▶ Text segment:
>>

An international team from the University of Adelaide, Australia, Tianjin and Nankai Universities in China and Kent State University in the US has published new research claiming that a simple, cheap acid layer over the catalyst in an electrolyzer allows it to split seawater with "nearly 100 per cent efficiency," without any pre-treatment other than filtering.
A typical electrolyzer catalyst, says the team, might be made from cobalt oxide, with chromium oxide on its surface. Seawater would generally ruin these catalysts via severe erosion due to chlorine ions, or gunk them up with insoluble precipitations of magnesium and calcium, which build up and block the electrodes.
But the addition of a Lewis acid layer on the catalyst, it seems, was able to capture enough negatively charged hydroxyl anions from the seawater to generate a powerfully alkaline environment with a pH of 14 around the catalyst, stopping both chloride attacks on the catalyst and the formation of precipitates on the electrodes.
“We have split natural seawater into oxygen and hydrogen with nearly 100 per cent efficiency, to produce green hydrogen by electrolysis, using a non-precious and cheap catalyst in a commercial electrolyzer,” said Professor Shizhang Qiao.

<<

▶ Brief 1: In the seawater electrolysis article, what pH does the Lewis acid layer create around the catalyst?
▶ Brief 2: Reproduce the part of the seawater electrolysis article that begins at the words "But the addition" and stops after "Professor Shizhang Qiao.".
The listing that follows comes from another source.

▶ Available data:
>>

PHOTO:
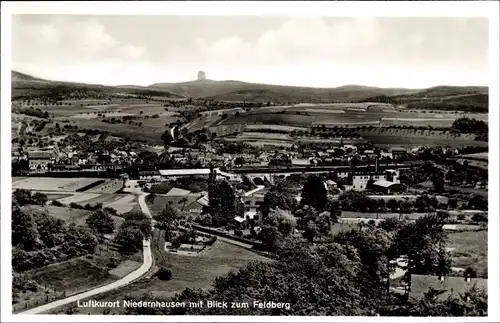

<<

▶ Task solution 1: A pH of 14.

▶ Task solution 2:
But the addition of a Lewis acid layer on the catalyst, it seems, was able to capture enough negatively charged hydroxyl anions from the seawater to generate a powerfully alkaline environment with a pH of 14 around the catalyst, stopping both chloride attacks on the catalyst and the formation of precipitates on the electrodes.
“We have split natural seawater into oxygen and hydrogen with nearly 100 per cent efficiency, to produce green hydrogen by electrolysis, using a non-precious and cheap catalyst in a commercial electrolyzer,” said Professor Shizhang Qiao.